* START DATA SUPPLIED *
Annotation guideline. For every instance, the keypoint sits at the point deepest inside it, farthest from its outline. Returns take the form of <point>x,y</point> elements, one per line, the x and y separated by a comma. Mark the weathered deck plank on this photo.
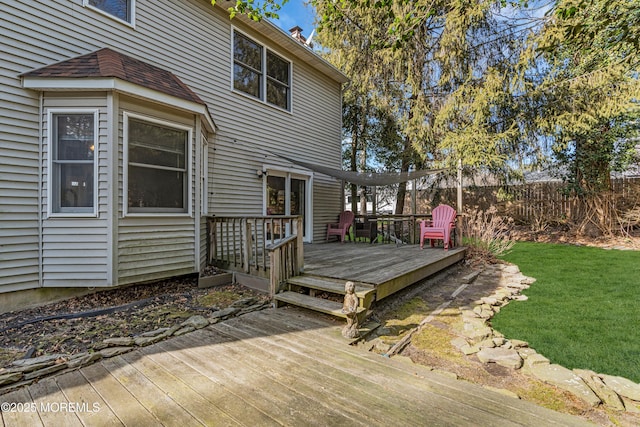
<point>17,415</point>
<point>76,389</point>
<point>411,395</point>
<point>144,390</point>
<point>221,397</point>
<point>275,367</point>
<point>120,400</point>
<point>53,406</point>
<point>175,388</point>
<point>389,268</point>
* END DATA SUPPLIED *
* START DATA SUPPLIED *
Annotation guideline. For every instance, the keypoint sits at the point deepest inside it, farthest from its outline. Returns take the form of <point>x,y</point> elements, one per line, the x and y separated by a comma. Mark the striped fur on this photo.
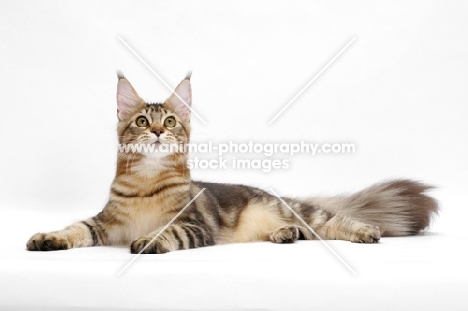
* END DATA SUPPLIED *
*WORK TO COMPLETE:*
Recast the part of the material that opens with the line containing "plank on this photo." and closes with the line containing "<point>221,397</point>" as a numbered list, omitting blank lines and leaving out the pictures.

*SOLVED PROBLEM:*
1. Annotation guideline. For every instance, the keypoint sits at the point deepest inside it, farthest from its outline. Returns take the form of <point>x,y</point> elements, one per line, the x and y separated by a comma. Mark the weathered deck plank on this photo.
2. <point>17,415</point>
3. <point>76,389</point>
4. <point>411,395</point>
5. <point>144,390</point>
6. <point>221,397</point>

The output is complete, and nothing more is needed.